**EXERCISE DESCRIPTION**
What you return must be the lines of the data that hold the word "negative".

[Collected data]
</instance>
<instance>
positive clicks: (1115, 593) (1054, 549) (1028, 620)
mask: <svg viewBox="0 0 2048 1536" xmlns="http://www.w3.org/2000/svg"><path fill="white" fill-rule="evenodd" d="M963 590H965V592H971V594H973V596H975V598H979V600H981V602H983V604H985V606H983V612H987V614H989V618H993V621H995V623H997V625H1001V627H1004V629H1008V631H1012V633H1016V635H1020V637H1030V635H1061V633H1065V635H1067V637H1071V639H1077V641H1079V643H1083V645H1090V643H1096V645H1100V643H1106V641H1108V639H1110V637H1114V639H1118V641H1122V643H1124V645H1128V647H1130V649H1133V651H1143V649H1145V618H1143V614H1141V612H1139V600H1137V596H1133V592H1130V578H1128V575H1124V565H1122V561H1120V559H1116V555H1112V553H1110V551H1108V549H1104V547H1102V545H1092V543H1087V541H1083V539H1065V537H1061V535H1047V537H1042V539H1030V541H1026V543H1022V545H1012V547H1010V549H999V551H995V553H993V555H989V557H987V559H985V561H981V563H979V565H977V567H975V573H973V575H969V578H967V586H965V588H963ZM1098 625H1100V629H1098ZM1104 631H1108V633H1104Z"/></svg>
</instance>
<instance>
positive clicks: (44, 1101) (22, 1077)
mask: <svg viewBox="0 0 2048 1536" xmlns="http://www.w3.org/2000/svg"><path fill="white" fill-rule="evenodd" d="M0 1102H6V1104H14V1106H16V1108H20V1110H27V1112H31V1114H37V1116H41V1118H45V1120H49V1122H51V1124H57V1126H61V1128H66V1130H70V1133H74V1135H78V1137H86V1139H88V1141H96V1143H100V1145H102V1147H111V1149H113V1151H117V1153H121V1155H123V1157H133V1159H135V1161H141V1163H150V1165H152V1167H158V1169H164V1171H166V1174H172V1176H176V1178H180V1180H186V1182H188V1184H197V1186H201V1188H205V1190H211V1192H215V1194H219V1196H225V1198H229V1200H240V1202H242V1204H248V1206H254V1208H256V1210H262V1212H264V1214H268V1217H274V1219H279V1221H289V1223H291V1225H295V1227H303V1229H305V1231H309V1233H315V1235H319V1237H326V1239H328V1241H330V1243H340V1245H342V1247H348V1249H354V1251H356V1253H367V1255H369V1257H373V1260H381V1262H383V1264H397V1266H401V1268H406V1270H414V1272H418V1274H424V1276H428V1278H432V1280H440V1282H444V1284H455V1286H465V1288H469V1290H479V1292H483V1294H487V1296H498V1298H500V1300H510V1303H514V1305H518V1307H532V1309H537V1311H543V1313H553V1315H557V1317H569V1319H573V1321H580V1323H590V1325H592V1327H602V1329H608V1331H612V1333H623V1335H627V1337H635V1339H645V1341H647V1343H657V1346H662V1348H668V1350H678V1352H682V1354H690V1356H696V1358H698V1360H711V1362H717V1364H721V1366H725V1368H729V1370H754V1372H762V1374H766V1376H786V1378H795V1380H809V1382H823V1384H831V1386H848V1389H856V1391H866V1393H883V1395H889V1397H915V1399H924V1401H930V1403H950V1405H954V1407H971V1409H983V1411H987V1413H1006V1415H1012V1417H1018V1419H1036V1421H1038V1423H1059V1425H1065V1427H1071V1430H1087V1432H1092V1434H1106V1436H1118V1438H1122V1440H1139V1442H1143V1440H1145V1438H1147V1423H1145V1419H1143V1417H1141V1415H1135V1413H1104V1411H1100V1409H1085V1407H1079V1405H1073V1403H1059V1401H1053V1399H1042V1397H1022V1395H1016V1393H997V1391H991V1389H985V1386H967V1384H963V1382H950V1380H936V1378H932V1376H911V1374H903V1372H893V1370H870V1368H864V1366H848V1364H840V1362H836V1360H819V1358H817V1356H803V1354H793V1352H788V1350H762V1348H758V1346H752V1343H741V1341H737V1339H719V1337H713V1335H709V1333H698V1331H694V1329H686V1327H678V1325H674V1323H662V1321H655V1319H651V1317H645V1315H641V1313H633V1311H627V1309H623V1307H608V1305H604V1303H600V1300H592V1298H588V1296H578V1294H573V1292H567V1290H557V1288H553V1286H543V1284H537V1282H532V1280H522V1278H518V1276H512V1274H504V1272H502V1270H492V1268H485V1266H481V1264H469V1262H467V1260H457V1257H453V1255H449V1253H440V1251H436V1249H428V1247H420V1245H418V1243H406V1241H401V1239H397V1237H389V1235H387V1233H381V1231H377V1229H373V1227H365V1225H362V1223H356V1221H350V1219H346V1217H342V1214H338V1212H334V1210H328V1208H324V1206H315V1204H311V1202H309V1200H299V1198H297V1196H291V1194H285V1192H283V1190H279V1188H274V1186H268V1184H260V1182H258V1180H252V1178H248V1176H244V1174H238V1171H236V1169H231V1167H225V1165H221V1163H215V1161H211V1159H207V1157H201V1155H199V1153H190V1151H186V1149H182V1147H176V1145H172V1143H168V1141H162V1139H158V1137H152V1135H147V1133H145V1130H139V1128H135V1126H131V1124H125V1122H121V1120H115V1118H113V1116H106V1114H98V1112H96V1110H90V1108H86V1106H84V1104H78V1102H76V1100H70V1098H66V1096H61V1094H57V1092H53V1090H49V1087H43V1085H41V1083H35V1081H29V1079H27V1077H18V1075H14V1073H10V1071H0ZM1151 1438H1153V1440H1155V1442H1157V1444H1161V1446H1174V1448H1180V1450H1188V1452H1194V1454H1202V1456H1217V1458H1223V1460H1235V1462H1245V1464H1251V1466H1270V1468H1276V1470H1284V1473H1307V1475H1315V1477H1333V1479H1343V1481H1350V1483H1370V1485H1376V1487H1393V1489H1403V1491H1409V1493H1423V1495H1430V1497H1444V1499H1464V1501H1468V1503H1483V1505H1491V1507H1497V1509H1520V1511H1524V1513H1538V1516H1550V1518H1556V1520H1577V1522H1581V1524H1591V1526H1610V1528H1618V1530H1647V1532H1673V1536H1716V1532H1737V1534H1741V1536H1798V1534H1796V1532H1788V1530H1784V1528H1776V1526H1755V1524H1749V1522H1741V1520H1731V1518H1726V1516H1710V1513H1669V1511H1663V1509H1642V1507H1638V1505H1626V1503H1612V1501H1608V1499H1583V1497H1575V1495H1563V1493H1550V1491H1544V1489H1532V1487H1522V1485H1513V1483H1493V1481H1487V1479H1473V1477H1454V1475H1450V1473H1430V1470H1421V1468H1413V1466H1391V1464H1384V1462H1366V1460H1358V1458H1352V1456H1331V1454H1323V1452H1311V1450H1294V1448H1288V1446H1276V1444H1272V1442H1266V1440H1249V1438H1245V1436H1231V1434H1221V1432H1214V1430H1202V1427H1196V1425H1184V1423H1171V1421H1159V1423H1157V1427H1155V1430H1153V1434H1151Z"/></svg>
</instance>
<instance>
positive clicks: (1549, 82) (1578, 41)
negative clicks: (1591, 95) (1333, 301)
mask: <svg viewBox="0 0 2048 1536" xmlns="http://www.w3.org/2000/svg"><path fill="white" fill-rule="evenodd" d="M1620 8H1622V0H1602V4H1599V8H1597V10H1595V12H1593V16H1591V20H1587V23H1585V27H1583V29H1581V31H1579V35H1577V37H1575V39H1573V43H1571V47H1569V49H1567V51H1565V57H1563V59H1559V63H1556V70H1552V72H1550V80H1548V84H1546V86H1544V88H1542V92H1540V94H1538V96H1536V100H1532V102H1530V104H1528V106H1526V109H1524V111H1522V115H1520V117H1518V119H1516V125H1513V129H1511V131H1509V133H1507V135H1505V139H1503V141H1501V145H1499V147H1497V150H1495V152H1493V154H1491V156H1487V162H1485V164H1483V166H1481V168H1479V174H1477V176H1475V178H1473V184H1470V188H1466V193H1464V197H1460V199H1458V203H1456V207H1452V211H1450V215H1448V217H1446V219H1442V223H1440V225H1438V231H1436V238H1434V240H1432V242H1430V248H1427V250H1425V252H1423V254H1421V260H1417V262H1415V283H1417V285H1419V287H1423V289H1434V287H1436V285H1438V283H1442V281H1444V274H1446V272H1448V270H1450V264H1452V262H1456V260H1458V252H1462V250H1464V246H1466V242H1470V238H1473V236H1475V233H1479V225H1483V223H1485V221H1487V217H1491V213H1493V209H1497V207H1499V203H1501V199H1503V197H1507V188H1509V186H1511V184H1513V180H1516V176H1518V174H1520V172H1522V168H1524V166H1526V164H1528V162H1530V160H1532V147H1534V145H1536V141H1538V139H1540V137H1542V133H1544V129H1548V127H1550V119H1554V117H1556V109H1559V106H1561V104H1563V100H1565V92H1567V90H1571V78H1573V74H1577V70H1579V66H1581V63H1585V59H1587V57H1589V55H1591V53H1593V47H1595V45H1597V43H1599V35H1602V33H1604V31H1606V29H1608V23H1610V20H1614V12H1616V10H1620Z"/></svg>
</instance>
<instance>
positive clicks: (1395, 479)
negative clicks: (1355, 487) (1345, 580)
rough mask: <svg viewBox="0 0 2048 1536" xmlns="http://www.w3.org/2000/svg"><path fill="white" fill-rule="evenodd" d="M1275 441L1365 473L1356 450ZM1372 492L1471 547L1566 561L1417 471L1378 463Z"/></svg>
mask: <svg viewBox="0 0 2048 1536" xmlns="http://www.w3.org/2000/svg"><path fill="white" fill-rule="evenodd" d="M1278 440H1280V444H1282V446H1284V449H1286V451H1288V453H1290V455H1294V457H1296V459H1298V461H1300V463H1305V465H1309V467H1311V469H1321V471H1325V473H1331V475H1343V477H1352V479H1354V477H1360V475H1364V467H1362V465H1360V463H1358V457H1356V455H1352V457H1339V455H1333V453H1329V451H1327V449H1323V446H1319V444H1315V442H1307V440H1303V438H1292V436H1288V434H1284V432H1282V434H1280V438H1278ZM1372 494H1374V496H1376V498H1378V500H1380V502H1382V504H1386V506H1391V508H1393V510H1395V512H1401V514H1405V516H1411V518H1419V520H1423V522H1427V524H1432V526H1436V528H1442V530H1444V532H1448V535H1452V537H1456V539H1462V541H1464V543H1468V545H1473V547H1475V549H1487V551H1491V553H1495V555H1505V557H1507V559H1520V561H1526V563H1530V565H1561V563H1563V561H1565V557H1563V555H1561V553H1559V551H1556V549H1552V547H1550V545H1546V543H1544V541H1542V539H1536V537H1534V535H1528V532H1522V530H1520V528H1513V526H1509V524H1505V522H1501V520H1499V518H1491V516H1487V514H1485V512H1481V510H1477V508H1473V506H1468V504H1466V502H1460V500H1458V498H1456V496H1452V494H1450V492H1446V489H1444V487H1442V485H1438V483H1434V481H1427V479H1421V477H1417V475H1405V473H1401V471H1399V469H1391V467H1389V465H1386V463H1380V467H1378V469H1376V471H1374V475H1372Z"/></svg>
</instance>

**SOLUTION TO THIS TASK**
negative clicks: (1591, 95) (1333, 301)
negative clicks: (1355, 487) (1345, 580)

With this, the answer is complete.